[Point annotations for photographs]
-----

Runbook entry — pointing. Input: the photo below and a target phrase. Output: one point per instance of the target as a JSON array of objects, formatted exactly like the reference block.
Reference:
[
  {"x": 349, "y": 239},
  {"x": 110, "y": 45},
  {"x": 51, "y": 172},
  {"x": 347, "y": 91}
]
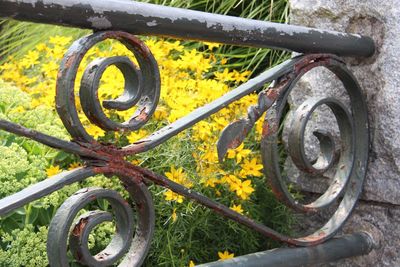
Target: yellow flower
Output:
[
  {"x": 74, "y": 165},
  {"x": 174, "y": 216},
  {"x": 178, "y": 176},
  {"x": 94, "y": 131},
  {"x": 225, "y": 76},
  {"x": 251, "y": 168},
  {"x": 239, "y": 153},
  {"x": 237, "y": 208},
  {"x": 243, "y": 189},
  {"x": 136, "y": 136},
  {"x": 211, "y": 46},
  {"x": 171, "y": 196},
  {"x": 52, "y": 170},
  {"x": 225, "y": 255}
]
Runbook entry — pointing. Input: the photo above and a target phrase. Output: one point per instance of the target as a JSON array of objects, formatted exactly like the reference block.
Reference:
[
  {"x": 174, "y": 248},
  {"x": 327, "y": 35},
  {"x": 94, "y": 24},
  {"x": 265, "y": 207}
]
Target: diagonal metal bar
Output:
[
  {"x": 356, "y": 244},
  {"x": 205, "y": 111},
  {"x": 149, "y": 19}
]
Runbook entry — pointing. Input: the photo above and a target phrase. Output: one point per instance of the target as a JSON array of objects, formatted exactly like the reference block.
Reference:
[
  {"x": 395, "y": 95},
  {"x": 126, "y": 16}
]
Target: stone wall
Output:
[{"x": 379, "y": 210}]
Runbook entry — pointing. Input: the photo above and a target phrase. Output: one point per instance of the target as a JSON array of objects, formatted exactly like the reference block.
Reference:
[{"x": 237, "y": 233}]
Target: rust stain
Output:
[{"x": 79, "y": 227}]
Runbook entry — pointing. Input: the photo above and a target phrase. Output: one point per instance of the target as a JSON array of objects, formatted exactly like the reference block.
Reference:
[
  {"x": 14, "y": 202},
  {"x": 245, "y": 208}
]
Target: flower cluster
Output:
[{"x": 190, "y": 78}]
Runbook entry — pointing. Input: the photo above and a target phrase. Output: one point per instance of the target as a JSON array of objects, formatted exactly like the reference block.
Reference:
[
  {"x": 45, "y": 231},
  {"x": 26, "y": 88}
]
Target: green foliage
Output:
[
  {"x": 25, "y": 247},
  {"x": 17, "y": 38},
  {"x": 184, "y": 231}
]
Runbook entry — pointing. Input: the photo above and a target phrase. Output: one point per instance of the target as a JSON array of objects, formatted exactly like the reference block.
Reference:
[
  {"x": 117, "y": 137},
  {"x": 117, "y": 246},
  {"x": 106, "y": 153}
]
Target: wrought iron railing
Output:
[{"x": 118, "y": 19}]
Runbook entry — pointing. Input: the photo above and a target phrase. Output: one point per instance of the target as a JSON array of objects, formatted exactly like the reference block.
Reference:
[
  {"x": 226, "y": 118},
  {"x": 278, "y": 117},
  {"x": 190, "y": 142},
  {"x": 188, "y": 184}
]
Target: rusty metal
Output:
[{"x": 142, "y": 89}]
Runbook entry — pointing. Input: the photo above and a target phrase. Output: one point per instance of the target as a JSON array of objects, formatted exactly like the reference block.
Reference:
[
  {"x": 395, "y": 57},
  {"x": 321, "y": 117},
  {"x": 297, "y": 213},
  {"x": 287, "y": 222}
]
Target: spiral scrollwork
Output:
[
  {"x": 348, "y": 161},
  {"x": 142, "y": 85},
  {"x": 66, "y": 231}
]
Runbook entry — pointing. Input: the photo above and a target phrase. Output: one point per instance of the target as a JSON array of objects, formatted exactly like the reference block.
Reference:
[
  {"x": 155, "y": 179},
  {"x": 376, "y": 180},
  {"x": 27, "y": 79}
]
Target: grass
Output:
[{"x": 17, "y": 38}]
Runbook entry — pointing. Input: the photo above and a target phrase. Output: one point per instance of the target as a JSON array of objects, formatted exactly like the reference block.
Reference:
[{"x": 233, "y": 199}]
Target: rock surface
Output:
[{"x": 379, "y": 77}]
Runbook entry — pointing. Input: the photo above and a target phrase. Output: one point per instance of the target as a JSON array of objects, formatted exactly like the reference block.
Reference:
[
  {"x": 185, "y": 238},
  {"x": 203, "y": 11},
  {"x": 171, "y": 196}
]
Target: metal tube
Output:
[
  {"x": 335, "y": 249},
  {"x": 149, "y": 19}
]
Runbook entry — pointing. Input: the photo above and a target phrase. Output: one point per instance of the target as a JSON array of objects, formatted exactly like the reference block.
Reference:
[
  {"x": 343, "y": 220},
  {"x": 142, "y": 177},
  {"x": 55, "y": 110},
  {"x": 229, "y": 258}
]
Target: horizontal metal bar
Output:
[
  {"x": 333, "y": 250},
  {"x": 149, "y": 19},
  {"x": 43, "y": 188},
  {"x": 49, "y": 140}
]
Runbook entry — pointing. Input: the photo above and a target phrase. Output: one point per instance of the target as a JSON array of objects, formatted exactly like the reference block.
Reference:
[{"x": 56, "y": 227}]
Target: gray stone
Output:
[
  {"x": 381, "y": 222},
  {"x": 378, "y": 76},
  {"x": 379, "y": 211}
]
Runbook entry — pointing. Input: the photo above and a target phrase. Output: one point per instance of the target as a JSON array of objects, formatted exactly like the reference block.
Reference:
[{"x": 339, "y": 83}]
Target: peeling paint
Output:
[{"x": 100, "y": 23}]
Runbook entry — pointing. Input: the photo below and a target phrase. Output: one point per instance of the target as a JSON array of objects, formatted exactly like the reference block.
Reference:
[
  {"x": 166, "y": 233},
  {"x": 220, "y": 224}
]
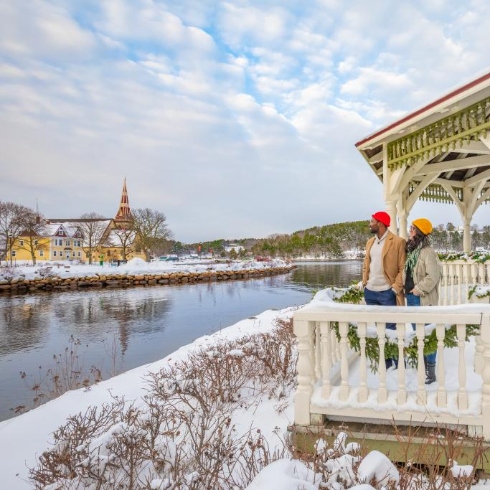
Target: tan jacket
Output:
[
  {"x": 427, "y": 276},
  {"x": 393, "y": 257}
]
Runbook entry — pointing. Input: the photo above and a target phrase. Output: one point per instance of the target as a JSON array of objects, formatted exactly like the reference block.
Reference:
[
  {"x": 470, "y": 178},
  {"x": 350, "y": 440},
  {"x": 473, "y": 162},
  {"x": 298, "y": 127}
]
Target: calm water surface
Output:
[{"x": 121, "y": 329}]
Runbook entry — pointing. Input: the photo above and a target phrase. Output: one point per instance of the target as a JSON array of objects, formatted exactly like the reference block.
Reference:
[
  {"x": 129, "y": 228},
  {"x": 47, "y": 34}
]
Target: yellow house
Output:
[
  {"x": 57, "y": 242},
  {"x": 63, "y": 239}
]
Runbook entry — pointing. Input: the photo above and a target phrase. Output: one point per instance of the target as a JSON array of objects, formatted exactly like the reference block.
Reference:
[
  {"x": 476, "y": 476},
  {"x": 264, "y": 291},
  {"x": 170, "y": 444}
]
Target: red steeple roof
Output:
[{"x": 124, "y": 211}]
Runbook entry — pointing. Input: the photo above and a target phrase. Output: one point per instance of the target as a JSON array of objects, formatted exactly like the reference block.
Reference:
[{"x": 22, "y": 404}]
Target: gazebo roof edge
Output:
[{"x": 425, "y": 108}]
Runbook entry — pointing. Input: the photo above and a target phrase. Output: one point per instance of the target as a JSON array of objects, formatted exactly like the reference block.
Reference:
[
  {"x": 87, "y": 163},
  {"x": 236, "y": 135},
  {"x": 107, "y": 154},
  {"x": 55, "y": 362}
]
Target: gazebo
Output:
[{"x": 438, "y": 153}]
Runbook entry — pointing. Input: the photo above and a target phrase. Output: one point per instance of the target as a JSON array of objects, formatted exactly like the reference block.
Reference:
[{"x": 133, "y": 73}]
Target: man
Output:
[{"x": 383, "y": 268}]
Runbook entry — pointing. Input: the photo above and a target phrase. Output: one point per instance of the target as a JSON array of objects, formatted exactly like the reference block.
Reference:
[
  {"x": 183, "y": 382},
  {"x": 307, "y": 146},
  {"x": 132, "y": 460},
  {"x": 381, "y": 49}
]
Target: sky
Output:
[
  {"x": 26, "y": 436},
  {"x": 236, "y": 119}
]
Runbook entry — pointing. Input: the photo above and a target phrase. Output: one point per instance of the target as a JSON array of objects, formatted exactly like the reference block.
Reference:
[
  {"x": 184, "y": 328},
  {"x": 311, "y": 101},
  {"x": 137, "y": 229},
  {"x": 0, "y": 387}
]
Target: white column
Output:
[
  {"x": 391, "y": 210},
  {"x": 402, "y": 214},
  {"x": 305, "y": 368},
  {"x": 467, "y": 235}
]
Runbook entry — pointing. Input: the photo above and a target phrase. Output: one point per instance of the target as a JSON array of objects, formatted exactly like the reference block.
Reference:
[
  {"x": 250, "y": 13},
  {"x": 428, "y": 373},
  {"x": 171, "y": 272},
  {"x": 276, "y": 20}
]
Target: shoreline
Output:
[{"x": 20, "y": 285}]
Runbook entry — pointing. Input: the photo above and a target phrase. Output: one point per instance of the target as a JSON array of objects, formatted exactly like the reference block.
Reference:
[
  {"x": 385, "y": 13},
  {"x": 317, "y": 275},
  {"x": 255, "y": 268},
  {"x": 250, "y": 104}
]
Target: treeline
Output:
[{"x": 329, "y": 241}]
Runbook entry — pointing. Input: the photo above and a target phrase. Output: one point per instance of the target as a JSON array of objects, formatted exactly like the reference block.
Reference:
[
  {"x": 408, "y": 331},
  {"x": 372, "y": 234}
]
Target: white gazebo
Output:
[{"x": 439, "y": 153}]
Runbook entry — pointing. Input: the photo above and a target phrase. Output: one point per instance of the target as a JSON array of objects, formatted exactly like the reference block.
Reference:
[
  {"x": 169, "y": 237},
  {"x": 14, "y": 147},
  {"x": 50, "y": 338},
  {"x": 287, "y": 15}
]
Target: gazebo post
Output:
[{"x": 439, "y": 153}]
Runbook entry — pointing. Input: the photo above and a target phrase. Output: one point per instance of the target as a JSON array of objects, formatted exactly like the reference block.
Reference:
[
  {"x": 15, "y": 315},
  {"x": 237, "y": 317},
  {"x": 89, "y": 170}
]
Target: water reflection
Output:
[
  {"x": 124, "y": 328},
  {"x": 325, "y": 274}
]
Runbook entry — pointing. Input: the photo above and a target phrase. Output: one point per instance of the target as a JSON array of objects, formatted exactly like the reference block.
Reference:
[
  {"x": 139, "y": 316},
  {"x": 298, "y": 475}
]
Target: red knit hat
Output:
[{"x": 382, "y": 217}]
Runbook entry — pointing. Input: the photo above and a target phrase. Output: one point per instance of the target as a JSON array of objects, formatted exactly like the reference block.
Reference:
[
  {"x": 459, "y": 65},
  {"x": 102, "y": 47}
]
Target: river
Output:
[{"x": 116, "y": 330}]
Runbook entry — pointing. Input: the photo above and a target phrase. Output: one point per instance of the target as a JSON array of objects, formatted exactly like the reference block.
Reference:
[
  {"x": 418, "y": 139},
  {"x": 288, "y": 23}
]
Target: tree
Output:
[
  {"x": 152, "y": 232},
  {"x": 93, "y": 228},
  {"x": 34, "y": 229},
  {"x": 11, "y": 225},
  {"x": 123, "y": 236}
]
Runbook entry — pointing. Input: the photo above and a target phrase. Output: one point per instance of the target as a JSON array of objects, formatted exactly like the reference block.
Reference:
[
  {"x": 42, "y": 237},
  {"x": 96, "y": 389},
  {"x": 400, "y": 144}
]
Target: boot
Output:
[{"x": 430, "y": 373}]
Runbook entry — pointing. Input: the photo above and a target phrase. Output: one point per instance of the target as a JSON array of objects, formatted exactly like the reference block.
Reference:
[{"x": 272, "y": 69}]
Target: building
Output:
[{"x": 80, "y": 239}]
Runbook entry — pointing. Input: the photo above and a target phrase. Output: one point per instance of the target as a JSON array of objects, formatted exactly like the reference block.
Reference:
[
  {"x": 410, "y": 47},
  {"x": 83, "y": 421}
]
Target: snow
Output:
[
  {"x": 134, "y": 267},
  {"x": 25, "y": 437}
]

-----

- _WRITTEN INSTRUCTION_: Pull out each line of the listing above that contains the string "surface". Case counts, so a line matches only where the capitalization is identical.

- _REPLY_:
Target: rock surface
Target: calm water surface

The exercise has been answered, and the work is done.